* Task instructions: Reproduce every one of the lines below word for word, omitting the pictures from your answer.

Dataset rows
= = = =

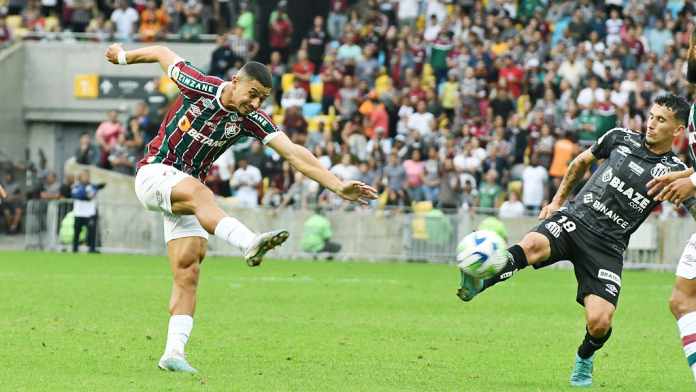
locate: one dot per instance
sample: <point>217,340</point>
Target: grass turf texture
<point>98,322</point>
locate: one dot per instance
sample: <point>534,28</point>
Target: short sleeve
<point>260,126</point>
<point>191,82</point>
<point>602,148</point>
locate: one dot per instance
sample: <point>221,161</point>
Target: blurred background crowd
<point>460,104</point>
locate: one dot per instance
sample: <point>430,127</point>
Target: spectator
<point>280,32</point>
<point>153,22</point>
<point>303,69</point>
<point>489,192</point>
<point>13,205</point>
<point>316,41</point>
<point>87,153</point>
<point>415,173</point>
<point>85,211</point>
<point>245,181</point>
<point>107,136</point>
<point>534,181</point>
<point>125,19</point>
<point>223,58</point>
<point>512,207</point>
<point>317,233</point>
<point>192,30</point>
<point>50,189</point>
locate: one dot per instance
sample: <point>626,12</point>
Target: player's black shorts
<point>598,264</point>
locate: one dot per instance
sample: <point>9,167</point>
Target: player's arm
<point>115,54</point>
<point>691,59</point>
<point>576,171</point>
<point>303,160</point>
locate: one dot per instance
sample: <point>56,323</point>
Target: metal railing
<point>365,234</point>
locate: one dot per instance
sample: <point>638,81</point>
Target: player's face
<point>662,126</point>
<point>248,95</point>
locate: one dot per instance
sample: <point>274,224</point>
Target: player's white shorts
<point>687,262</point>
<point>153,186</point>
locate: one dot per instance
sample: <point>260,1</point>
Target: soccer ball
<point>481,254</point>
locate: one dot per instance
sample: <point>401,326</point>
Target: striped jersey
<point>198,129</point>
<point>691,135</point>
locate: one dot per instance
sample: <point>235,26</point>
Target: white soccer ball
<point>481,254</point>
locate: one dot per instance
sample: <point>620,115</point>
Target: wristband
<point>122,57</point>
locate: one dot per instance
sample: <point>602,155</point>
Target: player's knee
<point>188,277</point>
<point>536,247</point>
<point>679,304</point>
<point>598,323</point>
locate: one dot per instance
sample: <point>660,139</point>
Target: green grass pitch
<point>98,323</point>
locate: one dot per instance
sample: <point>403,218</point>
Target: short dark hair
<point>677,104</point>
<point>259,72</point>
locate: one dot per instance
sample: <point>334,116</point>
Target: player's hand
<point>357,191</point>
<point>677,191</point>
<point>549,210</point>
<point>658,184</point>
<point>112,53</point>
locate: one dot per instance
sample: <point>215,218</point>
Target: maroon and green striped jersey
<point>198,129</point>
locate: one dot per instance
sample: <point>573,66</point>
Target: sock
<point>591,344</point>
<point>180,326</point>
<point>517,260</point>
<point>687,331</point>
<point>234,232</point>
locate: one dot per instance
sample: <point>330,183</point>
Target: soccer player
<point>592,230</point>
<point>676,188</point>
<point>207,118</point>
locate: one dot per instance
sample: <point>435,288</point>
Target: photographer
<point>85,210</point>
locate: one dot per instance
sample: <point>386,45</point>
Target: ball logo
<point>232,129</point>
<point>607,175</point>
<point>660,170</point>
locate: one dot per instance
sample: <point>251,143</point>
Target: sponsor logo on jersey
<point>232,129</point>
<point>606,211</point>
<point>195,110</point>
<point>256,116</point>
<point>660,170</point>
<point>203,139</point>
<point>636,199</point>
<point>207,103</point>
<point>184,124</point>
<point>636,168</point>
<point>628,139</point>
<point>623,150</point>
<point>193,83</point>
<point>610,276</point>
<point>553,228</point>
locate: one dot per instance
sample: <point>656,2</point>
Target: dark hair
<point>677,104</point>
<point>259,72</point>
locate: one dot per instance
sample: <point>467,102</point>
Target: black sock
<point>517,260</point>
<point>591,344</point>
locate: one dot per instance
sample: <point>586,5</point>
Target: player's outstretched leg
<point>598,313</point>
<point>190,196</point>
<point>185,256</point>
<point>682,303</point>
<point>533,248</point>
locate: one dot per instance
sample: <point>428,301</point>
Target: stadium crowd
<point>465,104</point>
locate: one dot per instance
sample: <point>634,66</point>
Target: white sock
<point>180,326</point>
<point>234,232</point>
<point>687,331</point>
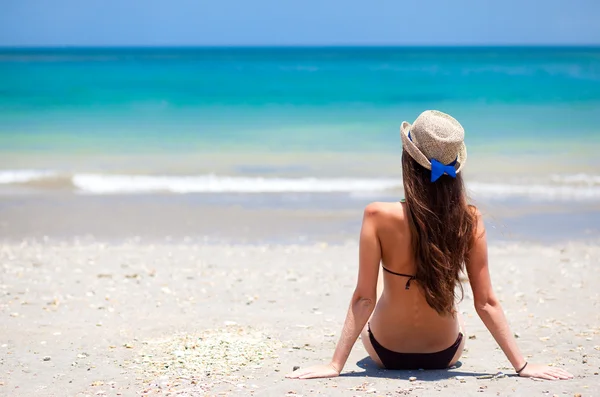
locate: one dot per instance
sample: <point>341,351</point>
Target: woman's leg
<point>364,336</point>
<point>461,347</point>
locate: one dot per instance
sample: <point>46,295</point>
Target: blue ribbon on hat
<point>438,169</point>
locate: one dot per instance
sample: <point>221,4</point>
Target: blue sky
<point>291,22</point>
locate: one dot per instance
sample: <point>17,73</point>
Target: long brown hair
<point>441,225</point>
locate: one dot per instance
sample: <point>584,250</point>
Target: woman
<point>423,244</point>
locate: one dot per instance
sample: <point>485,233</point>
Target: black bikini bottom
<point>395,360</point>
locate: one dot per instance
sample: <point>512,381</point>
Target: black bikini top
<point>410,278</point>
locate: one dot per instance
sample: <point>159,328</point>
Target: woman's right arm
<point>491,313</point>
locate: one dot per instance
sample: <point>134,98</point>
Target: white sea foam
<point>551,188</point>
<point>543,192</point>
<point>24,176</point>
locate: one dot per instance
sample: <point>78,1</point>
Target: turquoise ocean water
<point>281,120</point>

= = = =

* In response:
locate: one dot per instance
sample: <point>217,340</point>
Target: grass turf texture
<point>98,322</point>
locate: one dot per instance
sample: <point>534,28</point>
Target: short sleeve
<point>260,126</point>
<point>191,82</point>
<point>602,148</point>
locate: one dot per instance
sample: <point>221,161</point>
Target: blurred background crowd
<point>460,104</point>
locate: one dot per instance
sample: <point>430,127</point>
Target: spectator
<point>280,32</point>
<point>153,22</point>
<point>303,69</point>
<point>489,192</point>
<point>13,205</point>
<point>316,41</point>
<point>87,153</point>
<point>415,173</point>
<point>85,211</point>
<point>245,181</point>
<point>107,136</point>
<point>534,181</point>
<point>125,19</point>
<point>223,58</point>
<point>512,207</point>
<point>317,233</point>
<point>192,30</point>
<point>50,189</point>
locate: one dot per instance
sample: <point>626,12</point>
Target: player's black shorts
<point>598,264</point>
locate: one dot per instance
sample: <point>9,167</point>
Target: player's arm
<point>115,54</point>
<point>691,59</point>
<point>576,171</point>
<point>303,160</point>
locate: one dot per instance
sample: <point>56,323</point>
Target: metal railing
<point>365,234</point>
locate: one dot per instance
sample: <point>638,81</point>
Target: player's face
<point>662,126</point>
<point>248,95</point>
locate: one dot per instance
sample: <point>274,224</point>
Target: player's white shorts
<point>687,262</point>
<point>153,186</point>
locate: one dot per instance
sample: <point>260,1</point>
Target: soccer ball
<point>481,254</point>
locate: one dot per instance
sample: <point>401,326</point>
Target: striped jersey
<point>198,129</point>
<point>691,135</point>
locate: one dot per instance
sample: <point>235,26</point>
Target: white soccer ball
<point>481,254</point>
locate: one dot per instance
sample: <point>620,115</point>
Target: wristband
<point>122,57</point>
locate: one dot per instance
sample: <point>602,155</point>
Target: player's knee
<point>188,277</point>
<point>536,247</point>
<point>679,304</point>
<point>598,323</point>
locate: one dot per instance
sample: <point>660,139</point>
Target: green grass pitch
<point>98,323</point>
locate: one dot per instance
sample: <point>403,218</point>
Target: short dark hair
<point>677,104</point>
<point>259,72</point>
locate: one dot per instance
sample: <point>334,116</point>
Target: player's hand
<point>357,191</point>
<point>677,191</point>
<point>549,210</point>
<point>658,184</point>
<point>112,53</point>
locate: one dot per instance
sample: <point>215,218</point>
Target: maroon and green striped jersey
<point>198,129</point>
locate: one dot per instance
sample: <point>573,66</point>
Target: sock
<point>591,344</point>
<point>180,326</point>
<point>517,260</point>
<point>687,331</point>
<point>234,232</point>
locate: one dot per instance
sample: <point>330,183</point>
Target: soccer player
<point>592,230</point>
<point>676,188</point>
<point>207,118</point>
locate: one dot per instance
sample: <point>435,288</point>
Target: photographer
<point>85,210</point>
locate: one dot per instance
sample: <point>386,45</point>
Target: ball logo
<point>232,129</point>
<point>607,175</point>
<point>660,170</point>
locate: one dot per instance
sample: <point>251,143</point>
Target: sponsor logo on jersey
<point>232,129</point>
<point>606,211</point>
<point>195,110</point>
<point>256,116</point>
<point>660,170</point>
<point>203,139</point>
<point>636,199</point>
<point>207,103</point>
<point>184,124</point>
<point>636,168</point>
<point>628,139</point>
<point>623,150</point>
<point>193,83</point>
<point>610,276</point>
<point>553,228</point>
locate: one dot per instance
sample: <point>656,2</point>
Target: dark hair
<point>677,104</point>
<point>259,72</point>
locate: one dot per instance
sample: <point>467,102</point>
Target: black sock
<point>517,260</point>
<point>591,344</point>
locate: one dot per instance
sample: <point>586,5</point>
Target: player's outstretched leg
<point>598,313</point>
<point>190,196</point>
<point>185,256</point>
<point>682,303</point>
<point>533,248</point>
locate: one dot per instance
sample: <point>428,301</point>
Target: stadium crowd
<point>465,104</point>
locate: one dot per instance
sample: <point>634,66</point>
Target: white sock
<point>180,326</point>
<point>234,232</point>
<point>687,331</point>
locate: one dot per instance
sample: <point>341,351</point>
Target: woman's leg
<point>364,336</point>
<point>461,347</point>
locate: one dot per instance
sample: <point>46,295</point>
Target: blue ribbon on hat
<point>438,169</point>
locate: one dot per instance
sample: <point>221,4</point>
Target: blue sky
<point>291,22</point>
locate: one dot per instance
sample: <point>17,73</point>
Target: long brown hair
<point>441,225</point>
locate: one dot per instance
sample: <point>584,250</point>
Target: woman
<point>423,244</point>
locate: one dot per instance
sample: <point>485,233</point>
Target: black bikini bottom
<point>395,360</point>
locate: one dot per instance
sample: <point>512,381</point>
Target: black bikini top
<point>410,278</point>
locate: one dot per instance
sample: <point>159,328</point>
Target: woman's right arm
<point>491,313</point>
locate: one dot per instance
sample: <point>134,98</point>
Target: white sea foam
<point>551,188</point>
<point>543,192</point>
<point>24,176</point>
locate: one dot per instance
sample: <point>78,1</point>
Target: turquoise ocean water
<point>281,120</point>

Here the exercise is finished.